* **Exercise task 1**
From the passage on real estate and retirement, list everything the writer says real estate has been very good to.
* **Exercise task 2**
Rewrite everything from the start of the records down to the line containing "326 L 80 368", swapping "corrugated metal shutter" for "rolling steel door" and keeping all else the same. Leave the pictures out of your answer.

* **Provided passage**

—————

Some of you might not know that I have been a licensed real estate broker for the last 35 years. While I did sell a number of homes in my time, I am a far better researcher than a salesperson. That’s why I first began writing about real estate, and then eventually created my own writing business from there. And although I have written volumes about that topic over the years, I gradually transitioned into writing about other subjects I enjoy even more. Still, real estate has been very good to my family, many of our friends, and where we hold our primary retirement funds. So it always surprises me when I read so little about the advantages of real estate investment as a great strategy for retirement. Why? Maybe there aren’t enough of us pointing out how real estate investing can be a golden goose for your retirement over stocks and other investments.

—————

* **Records shown**
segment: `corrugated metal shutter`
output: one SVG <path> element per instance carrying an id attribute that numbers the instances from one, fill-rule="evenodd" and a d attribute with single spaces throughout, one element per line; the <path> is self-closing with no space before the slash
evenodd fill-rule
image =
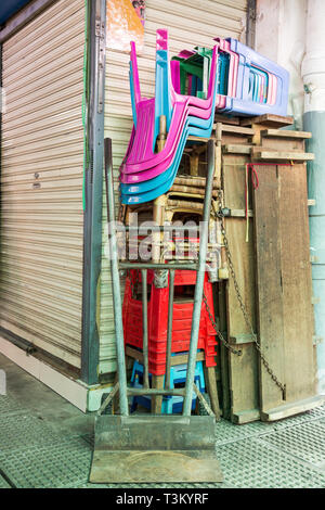
<path id="1" fill-rule="evenodd" d="M 3 44 L 0 326 L 80 368 L 84 2 Z"/>
<path id="2" fill-rule="evenodd" d="M 171 54 L 196 44 L 211 47 L 212 38 L 217 36 L 245 40 L 247 0 L 147 0 L 146 5 L 145 44 L 143 55 L 138 60 L 141 92 L 146 98 L 154 94 L 157 28 L 168 28 Z M 113 139 L 113 164 L 117 177 L 132 128 L 127 53 L 107 50 L 105 93 L 105 136 Z M 101 373 L 115 370 L 110 276 L 109 264 L 104 256 L 105 231 L 103 233 Z"/>

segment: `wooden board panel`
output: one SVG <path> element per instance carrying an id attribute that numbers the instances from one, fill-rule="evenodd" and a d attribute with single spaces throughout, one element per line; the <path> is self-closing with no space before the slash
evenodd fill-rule
<path id="1" fill-rule="evenodd" d="M 260 124 L 264 127 L 281 128 L 294 124 L 294 117 L 283 117 L 281 115 L 265 114 L 258 117 L 247 117 L 240 119 L 240 126 L 252 126 Z"/>
<path id="2" fill-rule="evenodd" d="M 259 167 L 259 188 L 253 192 L 257 259 L 257 322 L 266 360 L 284 381 L 284 317 L 281 272 L 280 197 L 276 165 Z M 262 408 L 282 401 L 282 392 L 260 362 Z"/>
<path id="3" fill-rule="evenodd" d="M 258 329 L 286 400 L 260 362 L 261 410 L 315 395 L 306 165 L 270 165 L 253 192 Z"/>
<path id="4" fill-rule="evenodd" d="M 249 239 L 252 240 L 252 220 L 250 220 Z M 226 233 L 236 271 L 243 301 L 247 308 L 249 320 L 255 328 L 255 263 L 252 242 L 246 243 L 246 221 L 240 218 L 226 220 Z M 227 336 L 238 337 L 249 334 L 240 310 L 234 282 L 230 277 L 226 286 L 227 305 Z M 238 421 L 238 416 L 258 409 L 258 364 L 253 343 L 235 345 L 242 349 L 242 356 L 229 353 L 230 390 L 231 390 L 231 418 Z M 255 412 L 253 419 L 258 419 Z M 250 419 L 248 419 L 250 421 Z"/>
<path id="5" fill-rule="evenodd" d="M 246 155 L 223 154 L 222 178 L 224 204 L 232 209 L 245 209 Z M 249 242 L 246 237 L 245 218 L 226 218 L 225 229 L 240 293 L 255 328 L 255 260 L 252 220 L 249 225 Z M 227 337 L 244 337 L 250 331 L 240 310 L 234 282 L 230 277 L 225 288 Z M 231 419 L 245 422 L 259 418 L 258 407 L 258 362 L 252 343 L 236 345 L 240 357 L 227 352 L 231 393 Z M 245 384 L 244 384 L 245 381 Z"/>
<path id="6" fill-rule="evenodd" d="M 315 394 L 306 165 L 278 167 L 287 400 Z"/>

—————

* **Exercise result 1**
- my family
- many of our friends
- where we hold our primary retirement funds

* **Exercise result 2**
segment: `rolling steel door`
output: one SVG <path> element per instance carrying an id attribute that numbers the instances from one, fill-rule="evenodd" and a d attribute with single spaces throughout, one element per line; the <path> is self-closing with no space before the slash
evenodd fill-rule
image =
<path id="1" fill-rule="evenodd" d="M 3 44 L 0 326 L 80 368 L 84 2 Z"/>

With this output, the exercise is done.